> Assignment
Reproduce every record below exactly, with the pictures left out.

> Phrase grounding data
*** Block opens ***
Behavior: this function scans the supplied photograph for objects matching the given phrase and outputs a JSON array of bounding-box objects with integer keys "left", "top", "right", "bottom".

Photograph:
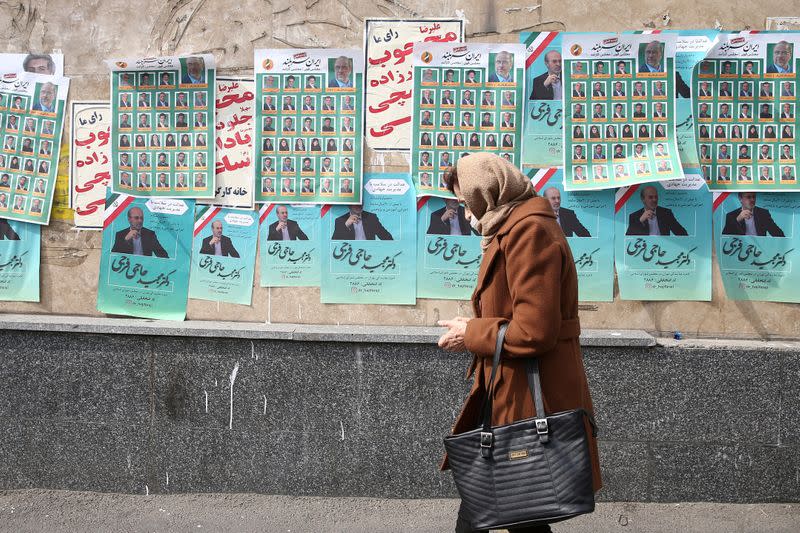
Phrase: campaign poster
[
  {"left": 0, "top": 72, "right": 69, "bottom": 224},
  {"left": 528, "top": 167, "right": 615, "bottom": 301},
  {"left": 415, "top": 196, "right": 481, "bottom": 299},
  {"left": 188, "top": 206, "right": 258, "bottom": 305},
  {"left": 320, "top": 173, "right": 416, "bottom": 304},
  {"left": 693, "top": 33, "right": 800, "bottom": 191},
  {"left": 258, "top": 203, "right": 321, "bottom": 287},
  {"left": 254, "top": 48, "right": 364, "bottom": 204},
  {"left": 411, "top": 42, "right": 526, "bottom": 197},
  {"left": 714, "top": 190, "right": 800, "bottom": 302},
  {"left": 202, "top": 77, "right": 255, "bottom": 208},
  {"left": 106, "top": 55, "right": 216, "bottom": 198},
  {"left": 0, "top": 52, "right": 64, "bottom": 77},
  {"left": 70, "top": 102, "right": 110, "bottom": 229},
  {"left": 614, "top": 176, "right": 712, "bottom": 300},
  {"left": 561, "top": 33, "right": 683, "bottom": 190},
  {"left": 522, "top": 32, "right": 564, "bottom": 168},
  {"left": 668, "top": 30, "right": 718, "bottom": 180},
  {"left": 364, "top": 18, "right": 463, "bottom": 150},
  {"left": 97, "top": 193, "right": 194, "bottom": 320},
  {"left": 0, "top": 218, "right": 40, "bottom": 302}
]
*** Block closes ***
> Solution
Behavior: this function scans the supplied photograph for objects matching the given phrase and outputs a JSON array of bounding-box objects with integer keys "left", "top", "right", "bottom".

Photograph:
Phrase: campaign poster
[
  {"left": 0, "top": 72, "right": 69, "bottom": 224},
  {"left": 528, "top": 167, "right": 615, "bottom": 301},
  {"left": 415, "top": 196, "right": 481, "bottom": 299},
  {"left": 188, "top": 206, "right": 258, "bottom": 305},
  {"left": 320, "top": 173, "right": 416, "bottom": 304},
  {"left": 693, "top": 33, "right": 800, "bottom": 191},
  {"left": 258, "top": 203, "right": 321, "bottom": 287},
  {"left": 254, "top": 48, "right": 364, "bottom": 204},
  {"left": 411, "top": 42, "right": 526, "bottom": 197},
  {"left": 714, "top": 190, "right": 800, "bottom": 302},
  {"left": 202, "top": 77, "right": 255, "bottom": 208},
  {"left": 106, "top": 55, "right": 216, "bottom": 198},
  {"left": 0, "top": 52, "right": 64, "bottom": 77},
  {"left": 70, "top": 102, "right": 110, "bottom": 229},
  {"left": 614, "top": 176, "right": 712, "bottom": 300},
  {"left": 561, "top": 33, "right": 683, "bottom": 190},
  {"left": 522, "top": 32, "right": 564, "bottom": 168},
  {"left": 668, "top": 30, "right": 718, "bottom": 180},
  {"left": 364, "top": 18, "right": 463, "bottom": 150},
  {"left": 97, "top": 193, "right": 194, "bottom": 320},
  {"left": 0, "top": 218, "right": 40, "bottom": 302}
]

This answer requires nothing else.